**** READING PASSAGE

Feb 4, 2020

A tale of biscuits, 'shine and watermelon ribs at the Loveless Café, Nashville, Tenn.

It seems fewer and fewer classic roadside cafes survive, yet alone thrive, with each passing year.  You know the kind I mean – legendary locally owned and operated diners on the edge of town that are themselves a destination for travelers who have heard how amazing the food is, each with a distinctive down-home vibe the Cracker Barrels and Bob Evans restaurants wish they could replicate. 

So, when more than one friend tipped me off about the Loveless Café, a Nashville institution since 1951 on the southern outskirts of the city, I longed for the opportunity to go there.  Fortunately, my most recent business trip to Nashville put me close to the Loveless Café.  Even more fortunately, my co-worker who rarely ventures out was as intrigued by the story of the Loveless Café as I was.  I think it’s safe to say neither of us was disappointed with the trip.

Located on Highway 100 near the north terminus of the Natchez Trace, the Loveless Café continues to thrive on it legacy of quality southern cooking – in particular its ham and biscuits.  That legacy includes national recognition from sources as varied as “The Today Show,” “Southern Living” magazine, the “Thrillist” website and Martha Stewart.        

The motel which was once connected to the café no longer exists – it was shut down in 1985 and several buildings have since been converted to other uses which I’ll describe later.  The entrance to the restaurant takes you through the old check-in point for the hotel, and the restaurant has obviously seen several expansions, a testament to its landmark status and decades of growth.    

The first thing you’ll likely see upon entering is a cheerful smile from the café’s greeters.  The second thing you’ll likely see is that pie case daring you to leave without having dessert.    

The walls of the lobby are filled with photos of celebrities who have dined here.  I wonder if they replace someone with someone new when they a newbie decides to visit for the first time?  As you check out all the autographs while you wait for your table, don’t forget to add your own name to the guestbook. 

According to their website, the entire restaurant can only hold 129 at a time, but my co-worker and I thought the dining areas were quite spacious and comfortable.  The blue checkered tablecloths made it feel appropriately homey.  And although we arrived early on a Thursday evening, all the seats were filled by the time we left.  Nonetheless, we were never rushed.  You have to love Southern hospitality and the slower pace of life that makes a good meal all the more enjoyable.     

Once seated, you’re never waiting long for food and service.  Our waitress brought a fresh basket of their world-famous biscuits to our table within a couple of minutes.  And yes, these made scratch-made beauties are every bit as good as everyone says.  I am not normally a biscuit guy, but I admit I was blown away.  They’re fluffy and buttery, yet they somehow hold their form even with a shmeer of their house-made preserves on them.  And do not pass on the preserves that come with the biscuits.  You’ll be missing out on a key part of the overall experience.

********
**** DATA

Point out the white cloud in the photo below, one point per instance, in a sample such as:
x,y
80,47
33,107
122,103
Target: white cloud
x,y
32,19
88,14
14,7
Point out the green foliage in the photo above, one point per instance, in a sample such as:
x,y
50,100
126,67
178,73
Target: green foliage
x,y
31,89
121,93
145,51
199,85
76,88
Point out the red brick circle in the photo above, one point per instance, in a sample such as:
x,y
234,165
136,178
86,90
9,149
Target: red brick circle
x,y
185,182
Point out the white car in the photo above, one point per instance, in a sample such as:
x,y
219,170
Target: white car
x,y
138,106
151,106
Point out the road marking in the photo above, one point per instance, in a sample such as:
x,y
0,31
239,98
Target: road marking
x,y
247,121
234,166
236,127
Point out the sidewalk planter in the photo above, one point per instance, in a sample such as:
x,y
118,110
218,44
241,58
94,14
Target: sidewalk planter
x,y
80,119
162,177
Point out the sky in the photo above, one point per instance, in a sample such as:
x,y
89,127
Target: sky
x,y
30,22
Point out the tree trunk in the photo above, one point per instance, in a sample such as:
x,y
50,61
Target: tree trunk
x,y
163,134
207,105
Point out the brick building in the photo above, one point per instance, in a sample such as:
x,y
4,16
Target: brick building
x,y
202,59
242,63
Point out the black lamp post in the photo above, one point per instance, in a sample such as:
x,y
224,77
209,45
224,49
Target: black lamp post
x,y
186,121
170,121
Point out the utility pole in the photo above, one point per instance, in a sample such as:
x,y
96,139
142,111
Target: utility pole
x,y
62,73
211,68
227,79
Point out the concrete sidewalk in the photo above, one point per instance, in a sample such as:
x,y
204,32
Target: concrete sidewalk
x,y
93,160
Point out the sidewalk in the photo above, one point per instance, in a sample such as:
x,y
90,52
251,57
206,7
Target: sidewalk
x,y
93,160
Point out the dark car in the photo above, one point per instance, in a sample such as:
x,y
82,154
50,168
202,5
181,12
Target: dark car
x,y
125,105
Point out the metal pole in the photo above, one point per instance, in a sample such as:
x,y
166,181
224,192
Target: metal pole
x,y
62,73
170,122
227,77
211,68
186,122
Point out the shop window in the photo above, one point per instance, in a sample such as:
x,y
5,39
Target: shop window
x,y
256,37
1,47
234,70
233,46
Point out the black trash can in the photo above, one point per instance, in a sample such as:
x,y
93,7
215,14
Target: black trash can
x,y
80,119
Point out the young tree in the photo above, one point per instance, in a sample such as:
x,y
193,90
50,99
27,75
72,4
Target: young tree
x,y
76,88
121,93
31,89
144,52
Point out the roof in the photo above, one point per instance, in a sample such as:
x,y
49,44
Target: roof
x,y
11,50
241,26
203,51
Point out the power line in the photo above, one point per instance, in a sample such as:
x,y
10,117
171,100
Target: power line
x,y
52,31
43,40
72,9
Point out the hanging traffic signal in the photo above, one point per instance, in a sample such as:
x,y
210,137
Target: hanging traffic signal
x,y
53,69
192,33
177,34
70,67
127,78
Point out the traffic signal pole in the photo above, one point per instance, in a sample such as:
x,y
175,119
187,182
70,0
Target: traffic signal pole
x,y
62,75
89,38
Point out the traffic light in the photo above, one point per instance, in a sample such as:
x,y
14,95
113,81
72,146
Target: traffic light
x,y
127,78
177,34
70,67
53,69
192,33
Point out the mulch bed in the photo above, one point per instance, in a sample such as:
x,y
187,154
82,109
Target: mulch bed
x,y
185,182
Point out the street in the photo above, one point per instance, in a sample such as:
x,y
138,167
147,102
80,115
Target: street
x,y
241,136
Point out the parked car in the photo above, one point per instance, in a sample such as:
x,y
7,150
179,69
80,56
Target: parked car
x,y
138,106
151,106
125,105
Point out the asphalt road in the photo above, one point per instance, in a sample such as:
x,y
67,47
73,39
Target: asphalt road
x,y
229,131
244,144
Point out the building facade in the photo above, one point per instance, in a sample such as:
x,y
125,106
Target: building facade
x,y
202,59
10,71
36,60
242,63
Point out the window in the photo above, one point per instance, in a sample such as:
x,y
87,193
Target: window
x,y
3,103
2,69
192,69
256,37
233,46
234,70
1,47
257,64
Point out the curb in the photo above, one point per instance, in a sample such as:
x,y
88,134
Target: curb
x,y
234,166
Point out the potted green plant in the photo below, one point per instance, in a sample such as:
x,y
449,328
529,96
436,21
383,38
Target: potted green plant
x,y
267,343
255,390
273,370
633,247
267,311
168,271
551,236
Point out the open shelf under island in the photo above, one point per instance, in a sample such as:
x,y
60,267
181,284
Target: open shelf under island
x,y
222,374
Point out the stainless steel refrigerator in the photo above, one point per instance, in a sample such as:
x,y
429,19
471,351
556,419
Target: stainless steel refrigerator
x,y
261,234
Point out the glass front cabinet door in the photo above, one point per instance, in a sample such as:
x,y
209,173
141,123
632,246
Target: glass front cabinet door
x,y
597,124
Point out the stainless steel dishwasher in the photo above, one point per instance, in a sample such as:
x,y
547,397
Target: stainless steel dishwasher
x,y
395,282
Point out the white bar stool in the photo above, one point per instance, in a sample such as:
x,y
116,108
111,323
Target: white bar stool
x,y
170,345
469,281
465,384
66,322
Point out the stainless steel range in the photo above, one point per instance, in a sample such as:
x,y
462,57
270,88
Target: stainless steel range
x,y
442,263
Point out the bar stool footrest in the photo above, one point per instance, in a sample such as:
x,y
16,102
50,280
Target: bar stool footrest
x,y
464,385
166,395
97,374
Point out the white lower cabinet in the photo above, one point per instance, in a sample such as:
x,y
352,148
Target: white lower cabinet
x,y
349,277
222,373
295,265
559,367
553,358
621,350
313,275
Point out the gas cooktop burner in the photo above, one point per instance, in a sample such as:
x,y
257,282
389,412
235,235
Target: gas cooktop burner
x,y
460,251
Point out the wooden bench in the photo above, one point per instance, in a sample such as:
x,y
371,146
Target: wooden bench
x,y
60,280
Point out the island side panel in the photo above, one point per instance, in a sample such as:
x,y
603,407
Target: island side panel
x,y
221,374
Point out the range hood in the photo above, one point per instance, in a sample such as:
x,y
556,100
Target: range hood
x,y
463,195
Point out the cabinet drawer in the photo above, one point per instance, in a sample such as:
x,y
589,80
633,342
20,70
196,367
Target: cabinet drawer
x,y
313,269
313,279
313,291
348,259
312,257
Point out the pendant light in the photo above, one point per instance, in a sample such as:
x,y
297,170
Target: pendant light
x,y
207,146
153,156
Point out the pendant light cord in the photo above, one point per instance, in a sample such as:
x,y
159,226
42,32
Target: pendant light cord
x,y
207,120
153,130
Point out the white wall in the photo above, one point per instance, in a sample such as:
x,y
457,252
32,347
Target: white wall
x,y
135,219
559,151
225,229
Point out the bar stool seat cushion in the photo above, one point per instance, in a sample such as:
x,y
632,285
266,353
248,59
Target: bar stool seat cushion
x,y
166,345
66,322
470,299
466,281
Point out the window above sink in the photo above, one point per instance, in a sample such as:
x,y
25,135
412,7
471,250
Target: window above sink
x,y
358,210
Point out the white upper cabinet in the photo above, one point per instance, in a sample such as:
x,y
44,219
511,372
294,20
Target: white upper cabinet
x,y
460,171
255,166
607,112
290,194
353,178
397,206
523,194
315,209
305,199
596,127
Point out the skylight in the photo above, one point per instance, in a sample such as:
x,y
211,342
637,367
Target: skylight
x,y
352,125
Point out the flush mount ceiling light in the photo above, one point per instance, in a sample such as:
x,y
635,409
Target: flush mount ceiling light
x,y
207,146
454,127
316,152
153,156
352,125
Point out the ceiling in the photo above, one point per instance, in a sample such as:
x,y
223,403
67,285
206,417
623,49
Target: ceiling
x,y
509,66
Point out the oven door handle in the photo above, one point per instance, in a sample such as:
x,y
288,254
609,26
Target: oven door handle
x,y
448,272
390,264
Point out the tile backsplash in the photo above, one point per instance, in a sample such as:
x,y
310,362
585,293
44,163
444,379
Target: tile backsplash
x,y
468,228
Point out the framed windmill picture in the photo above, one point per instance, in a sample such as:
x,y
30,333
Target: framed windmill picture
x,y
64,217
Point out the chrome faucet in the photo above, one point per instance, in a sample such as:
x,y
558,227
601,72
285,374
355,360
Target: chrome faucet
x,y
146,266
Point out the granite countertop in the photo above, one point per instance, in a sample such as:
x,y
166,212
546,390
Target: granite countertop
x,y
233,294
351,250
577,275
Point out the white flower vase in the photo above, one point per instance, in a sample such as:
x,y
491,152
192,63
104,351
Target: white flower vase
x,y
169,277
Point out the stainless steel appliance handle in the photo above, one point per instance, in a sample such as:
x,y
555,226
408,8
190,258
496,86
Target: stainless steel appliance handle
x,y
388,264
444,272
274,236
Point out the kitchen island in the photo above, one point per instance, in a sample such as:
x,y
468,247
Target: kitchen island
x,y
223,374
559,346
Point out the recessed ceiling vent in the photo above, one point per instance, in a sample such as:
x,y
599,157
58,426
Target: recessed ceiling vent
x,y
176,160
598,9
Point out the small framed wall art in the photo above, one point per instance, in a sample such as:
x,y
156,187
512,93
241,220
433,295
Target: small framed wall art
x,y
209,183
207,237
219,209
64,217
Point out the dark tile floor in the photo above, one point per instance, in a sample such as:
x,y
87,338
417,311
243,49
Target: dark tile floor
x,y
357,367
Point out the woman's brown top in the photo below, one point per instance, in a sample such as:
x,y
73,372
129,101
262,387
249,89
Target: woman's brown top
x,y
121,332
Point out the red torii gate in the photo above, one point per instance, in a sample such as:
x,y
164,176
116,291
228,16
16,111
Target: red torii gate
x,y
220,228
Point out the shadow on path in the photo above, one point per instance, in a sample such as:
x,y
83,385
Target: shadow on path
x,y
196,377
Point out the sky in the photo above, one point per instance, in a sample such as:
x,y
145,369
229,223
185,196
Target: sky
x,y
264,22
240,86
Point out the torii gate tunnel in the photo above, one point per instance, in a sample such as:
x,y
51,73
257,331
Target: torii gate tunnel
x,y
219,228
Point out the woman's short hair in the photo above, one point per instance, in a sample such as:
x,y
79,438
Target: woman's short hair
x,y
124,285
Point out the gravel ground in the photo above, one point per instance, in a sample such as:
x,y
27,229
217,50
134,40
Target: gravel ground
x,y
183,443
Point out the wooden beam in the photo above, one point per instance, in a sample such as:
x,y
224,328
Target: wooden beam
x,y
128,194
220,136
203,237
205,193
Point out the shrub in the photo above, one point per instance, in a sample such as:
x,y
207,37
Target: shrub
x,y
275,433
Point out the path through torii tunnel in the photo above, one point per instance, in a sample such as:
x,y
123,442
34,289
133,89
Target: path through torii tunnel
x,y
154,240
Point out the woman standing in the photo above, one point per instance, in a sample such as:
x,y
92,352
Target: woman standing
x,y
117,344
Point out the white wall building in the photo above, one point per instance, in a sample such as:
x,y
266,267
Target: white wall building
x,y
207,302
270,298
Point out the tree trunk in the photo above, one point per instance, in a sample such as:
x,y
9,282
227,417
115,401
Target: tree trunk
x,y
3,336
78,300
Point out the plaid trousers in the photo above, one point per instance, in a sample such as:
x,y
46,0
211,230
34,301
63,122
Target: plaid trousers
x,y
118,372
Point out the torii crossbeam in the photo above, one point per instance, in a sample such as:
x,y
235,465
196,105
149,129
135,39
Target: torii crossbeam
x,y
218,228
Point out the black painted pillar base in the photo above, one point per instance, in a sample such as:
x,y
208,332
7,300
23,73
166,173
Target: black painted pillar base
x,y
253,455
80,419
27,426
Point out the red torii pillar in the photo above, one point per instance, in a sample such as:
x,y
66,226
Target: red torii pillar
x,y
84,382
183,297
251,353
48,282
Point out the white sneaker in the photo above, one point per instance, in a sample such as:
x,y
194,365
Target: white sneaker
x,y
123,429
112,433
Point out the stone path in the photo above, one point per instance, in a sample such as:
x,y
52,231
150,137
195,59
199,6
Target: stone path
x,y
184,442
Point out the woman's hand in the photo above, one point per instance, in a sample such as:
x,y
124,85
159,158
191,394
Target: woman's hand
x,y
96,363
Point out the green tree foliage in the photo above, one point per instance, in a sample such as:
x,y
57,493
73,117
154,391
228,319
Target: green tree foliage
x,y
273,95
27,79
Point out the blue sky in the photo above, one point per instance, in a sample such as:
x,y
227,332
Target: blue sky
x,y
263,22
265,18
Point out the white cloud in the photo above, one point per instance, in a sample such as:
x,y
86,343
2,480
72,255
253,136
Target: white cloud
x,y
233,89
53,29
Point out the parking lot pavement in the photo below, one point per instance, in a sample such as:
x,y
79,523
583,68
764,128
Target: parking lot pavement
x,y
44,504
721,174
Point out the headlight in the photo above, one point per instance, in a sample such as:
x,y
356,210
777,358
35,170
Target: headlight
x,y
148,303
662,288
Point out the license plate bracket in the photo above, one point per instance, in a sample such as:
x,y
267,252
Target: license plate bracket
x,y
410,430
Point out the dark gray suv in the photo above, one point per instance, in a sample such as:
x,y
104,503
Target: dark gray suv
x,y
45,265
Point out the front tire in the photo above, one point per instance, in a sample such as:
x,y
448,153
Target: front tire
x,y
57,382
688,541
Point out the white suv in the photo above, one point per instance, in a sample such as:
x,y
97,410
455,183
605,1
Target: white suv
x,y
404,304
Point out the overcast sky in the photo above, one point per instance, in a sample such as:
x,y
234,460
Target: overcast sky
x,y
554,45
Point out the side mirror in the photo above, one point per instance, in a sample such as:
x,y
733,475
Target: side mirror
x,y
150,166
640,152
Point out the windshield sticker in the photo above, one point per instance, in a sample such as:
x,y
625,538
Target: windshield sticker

********

_QUESTIONS TO ANSWER_
(A) Reproduce the part of the Loveless Café post from "It seems fewer" to "they could replicate.".
(B) Resume the Loveless Café post, starting after its last sentence.

_ANSWERS BY TASK_
(A)
It seems fewer and fewer classic roadside cafes survive, yet alone thrive, with each passing year.  You know the kind I mean – legendary locally owned and operated diners on the edge of town that are themselves a destination for travelers who have heard how amazing the food is, each with a distinctive down-home vibe the Cracker Barrels and Bob Evans restaurants wish they could replicate.

(B)
Not that these biscuits need anything to wash them down, as they literally melt in your mouth, but if you’re going to choose something off the menu, might I suggest one of their specialty alcoholic drinks?  TheLoveless Café’s drink menu is rather impressive, and many of their best concoctions are made with moonshine and whiskies from nearby distillers.  The strawberry sipper with its combination of fresh strawberries, homemade lemonade and rye whiskey impressed me.  One nice touch was having the whiskey served in a sidecar, allowing you to pour your own into the drink or shoot it as you see fit.  I made my sipper full strength, of course.   

Ordering the dinner turned out to be an extremely tough decision, between the all-day breakfast, Loveless’ famous country ham, fried chicken, catfish and, of course, the almost as famous barbecue.  In the end, my love of said barbecue steered me to the nightly special – the watermelon ribs. 

The choice proved to be a winner.  The meat on the ribs was very flavorful, with the taste of a wonderfully sweet and smoky sauce permeating every bite.  I had worried about the sauce being too sweet, but the smokiness coming from all those hours of slow cooking balanced everything out perfectly.

For my two scratch-made sides, I selected turnip greens (they even mention they’re served with pot liquor on the menu!) and creamed corn, and I couldn’t have been happier.  In fact, Loveless Café’s creamed corn was among the best I’ve ever had. 

My co-worker and I definitely left the Loveless Café full and happy.  But before we left the premises, we got a closer look at other buildings surrounding the café, including the smokehouse where Loveless Café creates all of its barbecue magic …

… and the gift shop/country market, in a section of the former motel, where you can buy several of the Loveless Café’s famous foods to take home.  Or at least a kitschy souvenir to commemorate your visit.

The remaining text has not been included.